(Task brief): Which lines make up the answer? Those from the line with "Query: dark roof" through the end of the data; reproduce them exactly.

(Stored data entries):
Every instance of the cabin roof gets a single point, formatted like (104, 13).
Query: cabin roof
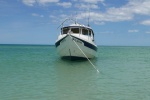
(78, 25)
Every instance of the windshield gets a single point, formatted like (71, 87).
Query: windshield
(65, 30)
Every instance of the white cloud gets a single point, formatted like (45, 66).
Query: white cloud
(47, 1)
(148, 32)
(92, 1)
(146, 22)
(41, 2)
(65, 4)
(37, 15)
(133, 31)
(124, 13)
(29, 2)
(86, 6)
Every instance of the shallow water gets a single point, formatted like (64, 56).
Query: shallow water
(37, 73)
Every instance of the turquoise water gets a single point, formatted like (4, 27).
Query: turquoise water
(37, 73)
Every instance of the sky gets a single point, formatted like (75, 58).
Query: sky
(114, 22)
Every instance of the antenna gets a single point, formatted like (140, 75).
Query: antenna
(89, 17)
(76, 18)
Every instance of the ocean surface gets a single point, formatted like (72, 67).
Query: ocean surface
(34, 72)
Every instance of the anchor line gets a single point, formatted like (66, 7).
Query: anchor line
(84, 54)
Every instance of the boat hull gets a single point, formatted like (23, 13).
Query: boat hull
(74, 48)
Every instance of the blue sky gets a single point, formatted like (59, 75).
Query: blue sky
(115, 22)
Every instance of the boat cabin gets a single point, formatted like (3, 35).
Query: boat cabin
(78, 30)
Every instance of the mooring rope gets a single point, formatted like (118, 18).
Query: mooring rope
(85, 55)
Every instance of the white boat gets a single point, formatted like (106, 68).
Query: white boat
(76, 41)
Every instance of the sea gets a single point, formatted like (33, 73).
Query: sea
(36, 72)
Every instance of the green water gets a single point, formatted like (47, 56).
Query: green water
(37, 73)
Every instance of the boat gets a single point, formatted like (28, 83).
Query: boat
(76, 41)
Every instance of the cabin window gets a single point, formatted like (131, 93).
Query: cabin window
(90, 33)
(84, 31)
(65, 30)
(75, 30)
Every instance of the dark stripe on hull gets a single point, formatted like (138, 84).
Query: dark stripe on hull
(85, 43)
(58, 42)
(73, 58)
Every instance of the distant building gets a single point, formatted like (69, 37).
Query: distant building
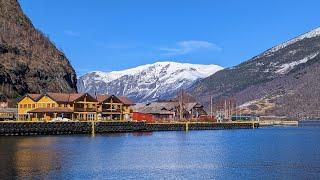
(75, 106)
(3, 101)
(171, 110)
(8, 114)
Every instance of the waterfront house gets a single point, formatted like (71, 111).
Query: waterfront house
(75, 106)
(80, 106)
(8, 114)
(111, 107)
(169, 110)
(3, 101)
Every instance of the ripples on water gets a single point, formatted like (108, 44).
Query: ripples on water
(264, 153)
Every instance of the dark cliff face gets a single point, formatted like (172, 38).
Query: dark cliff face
(29, 62)
(289, 74)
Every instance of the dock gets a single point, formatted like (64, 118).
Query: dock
(25, 128)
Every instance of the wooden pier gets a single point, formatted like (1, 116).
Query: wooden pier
(21, 128)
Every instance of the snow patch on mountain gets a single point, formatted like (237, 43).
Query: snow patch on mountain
(147, 82)
(311, 34)
(284, 68)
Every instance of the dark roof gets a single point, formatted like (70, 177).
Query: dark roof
(50, 110)
(65, 97)
(126, 100)
(3, 98)
(102, 97)
(34, 97)
(8, 110)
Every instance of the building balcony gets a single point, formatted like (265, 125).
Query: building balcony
(112, 110)
(85, 109)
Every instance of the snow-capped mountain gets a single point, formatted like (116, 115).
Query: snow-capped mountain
(288, 73)
(147, 82)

(Response to this task):
Query: dark roof
(50, 110)
(65, 97)
(126, 100)
(3, 98)
(102, 97)
(34, 97)
(8, 110)
Every instance of the building balcony gets a single point, formatted like (265, 125).
Query: building balcony
(112, 110)
(85, 109)
Every instance of the snow-capped mountain gets a single point, formatted like (116, 115).
Query: snow-capped mountain
(288, 73)
(147, 82)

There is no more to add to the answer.